[Collected data]
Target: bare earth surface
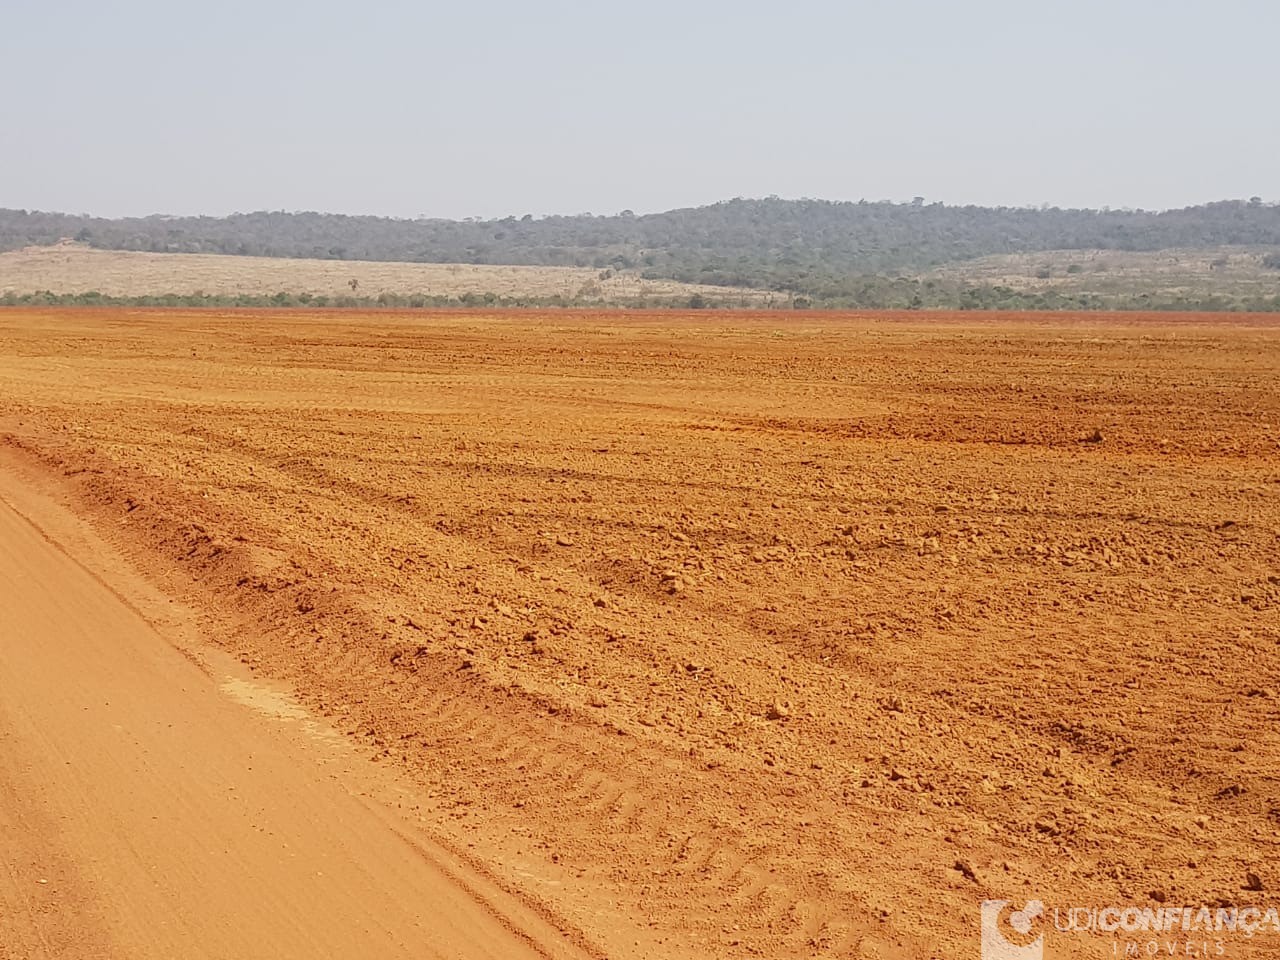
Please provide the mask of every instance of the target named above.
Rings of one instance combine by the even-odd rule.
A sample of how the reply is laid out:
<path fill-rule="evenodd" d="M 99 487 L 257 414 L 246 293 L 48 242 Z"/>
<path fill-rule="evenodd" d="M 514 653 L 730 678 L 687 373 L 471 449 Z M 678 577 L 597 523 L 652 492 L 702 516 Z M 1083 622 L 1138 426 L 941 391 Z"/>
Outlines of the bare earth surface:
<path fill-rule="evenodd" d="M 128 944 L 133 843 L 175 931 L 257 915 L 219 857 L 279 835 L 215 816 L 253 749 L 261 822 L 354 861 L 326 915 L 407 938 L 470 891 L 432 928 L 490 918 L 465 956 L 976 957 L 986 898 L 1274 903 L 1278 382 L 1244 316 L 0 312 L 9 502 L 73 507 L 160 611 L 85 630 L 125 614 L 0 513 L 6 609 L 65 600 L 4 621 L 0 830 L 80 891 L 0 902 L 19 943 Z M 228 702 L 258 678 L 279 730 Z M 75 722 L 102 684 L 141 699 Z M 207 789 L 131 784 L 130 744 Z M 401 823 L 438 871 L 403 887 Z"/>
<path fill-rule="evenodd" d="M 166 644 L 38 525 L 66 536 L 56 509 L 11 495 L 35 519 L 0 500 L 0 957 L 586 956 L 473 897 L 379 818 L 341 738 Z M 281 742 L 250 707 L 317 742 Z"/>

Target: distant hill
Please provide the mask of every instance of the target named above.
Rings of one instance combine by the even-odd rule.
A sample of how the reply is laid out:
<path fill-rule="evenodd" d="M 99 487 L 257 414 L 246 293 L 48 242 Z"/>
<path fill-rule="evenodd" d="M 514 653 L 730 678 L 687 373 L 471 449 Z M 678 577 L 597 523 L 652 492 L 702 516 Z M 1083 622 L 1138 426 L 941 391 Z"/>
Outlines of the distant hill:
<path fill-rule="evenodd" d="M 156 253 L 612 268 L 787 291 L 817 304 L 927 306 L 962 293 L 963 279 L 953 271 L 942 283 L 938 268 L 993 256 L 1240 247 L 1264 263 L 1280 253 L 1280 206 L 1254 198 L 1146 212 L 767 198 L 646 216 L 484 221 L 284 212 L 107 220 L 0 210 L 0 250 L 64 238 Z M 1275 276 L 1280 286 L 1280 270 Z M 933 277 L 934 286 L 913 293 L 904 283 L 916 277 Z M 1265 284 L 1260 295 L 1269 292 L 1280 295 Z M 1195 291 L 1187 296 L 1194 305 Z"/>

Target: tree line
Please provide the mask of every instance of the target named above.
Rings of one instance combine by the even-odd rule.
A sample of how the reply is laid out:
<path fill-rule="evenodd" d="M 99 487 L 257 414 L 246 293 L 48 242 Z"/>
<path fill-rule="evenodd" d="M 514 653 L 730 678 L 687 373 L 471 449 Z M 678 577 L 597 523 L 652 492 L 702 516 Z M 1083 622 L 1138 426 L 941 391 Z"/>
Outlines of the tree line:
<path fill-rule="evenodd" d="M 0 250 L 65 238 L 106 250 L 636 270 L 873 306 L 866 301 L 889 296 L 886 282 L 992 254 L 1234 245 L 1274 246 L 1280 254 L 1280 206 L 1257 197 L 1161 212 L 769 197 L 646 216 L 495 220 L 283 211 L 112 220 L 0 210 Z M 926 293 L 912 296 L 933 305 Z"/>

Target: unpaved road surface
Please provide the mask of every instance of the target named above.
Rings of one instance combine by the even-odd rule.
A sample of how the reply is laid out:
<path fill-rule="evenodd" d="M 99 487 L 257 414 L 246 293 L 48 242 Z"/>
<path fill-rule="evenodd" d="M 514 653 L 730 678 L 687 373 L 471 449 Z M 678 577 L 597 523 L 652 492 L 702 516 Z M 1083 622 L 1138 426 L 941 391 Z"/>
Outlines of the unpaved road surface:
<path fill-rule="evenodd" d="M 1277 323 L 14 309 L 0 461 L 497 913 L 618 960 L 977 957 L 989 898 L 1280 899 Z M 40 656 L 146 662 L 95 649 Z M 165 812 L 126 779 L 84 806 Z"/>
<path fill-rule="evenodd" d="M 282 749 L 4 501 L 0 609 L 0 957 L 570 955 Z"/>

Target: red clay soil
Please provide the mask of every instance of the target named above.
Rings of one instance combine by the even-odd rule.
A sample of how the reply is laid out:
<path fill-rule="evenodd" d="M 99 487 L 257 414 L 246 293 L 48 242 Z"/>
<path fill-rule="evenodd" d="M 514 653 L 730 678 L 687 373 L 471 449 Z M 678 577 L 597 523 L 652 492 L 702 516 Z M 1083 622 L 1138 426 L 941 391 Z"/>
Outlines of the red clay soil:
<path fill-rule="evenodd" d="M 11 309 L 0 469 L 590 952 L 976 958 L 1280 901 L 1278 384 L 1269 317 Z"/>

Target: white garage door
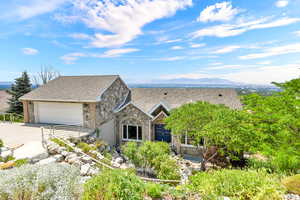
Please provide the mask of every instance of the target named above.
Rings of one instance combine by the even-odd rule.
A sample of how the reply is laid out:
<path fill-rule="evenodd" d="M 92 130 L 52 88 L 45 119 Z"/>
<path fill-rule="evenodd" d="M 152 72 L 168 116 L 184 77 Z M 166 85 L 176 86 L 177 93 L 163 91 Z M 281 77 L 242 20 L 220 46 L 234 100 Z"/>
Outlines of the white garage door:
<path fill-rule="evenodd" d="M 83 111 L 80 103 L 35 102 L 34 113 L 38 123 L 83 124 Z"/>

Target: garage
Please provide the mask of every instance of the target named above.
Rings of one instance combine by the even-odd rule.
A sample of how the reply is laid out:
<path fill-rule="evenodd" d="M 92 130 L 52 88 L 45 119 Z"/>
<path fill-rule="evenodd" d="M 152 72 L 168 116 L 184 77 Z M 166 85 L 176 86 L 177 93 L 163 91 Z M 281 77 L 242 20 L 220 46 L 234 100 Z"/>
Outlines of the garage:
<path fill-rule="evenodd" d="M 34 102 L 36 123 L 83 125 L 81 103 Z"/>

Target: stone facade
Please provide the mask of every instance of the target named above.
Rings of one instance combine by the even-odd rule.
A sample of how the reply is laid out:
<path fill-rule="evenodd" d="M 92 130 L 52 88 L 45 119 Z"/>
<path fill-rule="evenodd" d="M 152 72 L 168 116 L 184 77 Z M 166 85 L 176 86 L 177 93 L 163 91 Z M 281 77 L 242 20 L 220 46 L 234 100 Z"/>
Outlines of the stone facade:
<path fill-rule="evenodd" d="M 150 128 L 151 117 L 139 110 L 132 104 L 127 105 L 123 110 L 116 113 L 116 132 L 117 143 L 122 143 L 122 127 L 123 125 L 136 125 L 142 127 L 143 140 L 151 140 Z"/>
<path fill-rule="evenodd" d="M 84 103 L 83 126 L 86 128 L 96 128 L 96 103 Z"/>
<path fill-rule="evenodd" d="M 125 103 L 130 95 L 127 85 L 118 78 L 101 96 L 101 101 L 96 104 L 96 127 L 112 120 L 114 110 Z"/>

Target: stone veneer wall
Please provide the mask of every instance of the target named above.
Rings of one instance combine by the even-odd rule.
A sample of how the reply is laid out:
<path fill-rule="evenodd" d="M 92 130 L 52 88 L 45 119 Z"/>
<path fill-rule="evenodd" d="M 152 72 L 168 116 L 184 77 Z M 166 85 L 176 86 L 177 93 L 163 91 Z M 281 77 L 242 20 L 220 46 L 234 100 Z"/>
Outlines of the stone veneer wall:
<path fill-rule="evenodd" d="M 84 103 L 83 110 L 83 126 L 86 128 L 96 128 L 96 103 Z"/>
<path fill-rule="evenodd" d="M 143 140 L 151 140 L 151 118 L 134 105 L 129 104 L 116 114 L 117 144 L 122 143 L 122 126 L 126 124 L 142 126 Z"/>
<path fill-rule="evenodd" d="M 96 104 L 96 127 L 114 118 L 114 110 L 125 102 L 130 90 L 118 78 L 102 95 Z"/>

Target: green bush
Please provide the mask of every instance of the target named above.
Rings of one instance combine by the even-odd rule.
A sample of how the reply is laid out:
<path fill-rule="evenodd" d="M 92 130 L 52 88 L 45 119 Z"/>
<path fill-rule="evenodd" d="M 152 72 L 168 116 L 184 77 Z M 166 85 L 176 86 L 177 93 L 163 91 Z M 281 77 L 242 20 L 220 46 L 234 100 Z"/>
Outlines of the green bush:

§ **What is needed**:
With pictures removed, write out exactly each line of the entries from the first through the line that holds "Target: distant hill".

§ **Response to this exercise**:
Target: bare earth surface
Please provide the mask of every instance of the target named above.
Rings of one instance combine by the even-odd rule.
A sample of how the reply is laid out:
<path fill-rule="evenodd" d="M 99 487 L 257 414 L 246 293 L 48 242 Z"/>
<path fill-rule="evenodd" d="M 514 653 L 730 678 L 687 373 L 471 449 Z M 678 577 L 597 523 L 652 492 L 702 516 Z M 1083 622 L 1138 426 L 941 391 Z"/>
Outlines of the bare earth surface:
<path fill-rule="evenodd" d="M 128 944 L 133 843 L 175 931 L 257 915 L 219 857 L 279 835 L 215 816 L 253 749 L 261 822 L 354 861 L 326 915 L 407 938 L 470 891 L 432 928 L 490 918 L 465 956 L 976 957 L 986 898 L 1274 903 L 1278 382 L 1244 316 L 0 312 L 9 502 L 73 507 L 160 611 L 85 630 L 125 614 L 0 513 L 6 609 L 65 600 L 4 621 L 0 830 L 80 891 L 0 902 L 19 943 Z M 228 702 L 258 678 L 279 730 Z M 75 722 L 102 684 L 141 699 Z M 207 789 L 131 784 L 130 744 Z M 401 823 L 438 871 L 403 887 Z"/>
<path fill-rule="evenodd" d="M 166 644 L 38 525 L 66 536 L 56 509 L 11 495 L 35 519 L 0 500 L 0 957 L 586 956 L 473 897 L 379 818 L 341 738 Z M 281 742 L 250 707 L 317 742 Z"/>

Target: distant hill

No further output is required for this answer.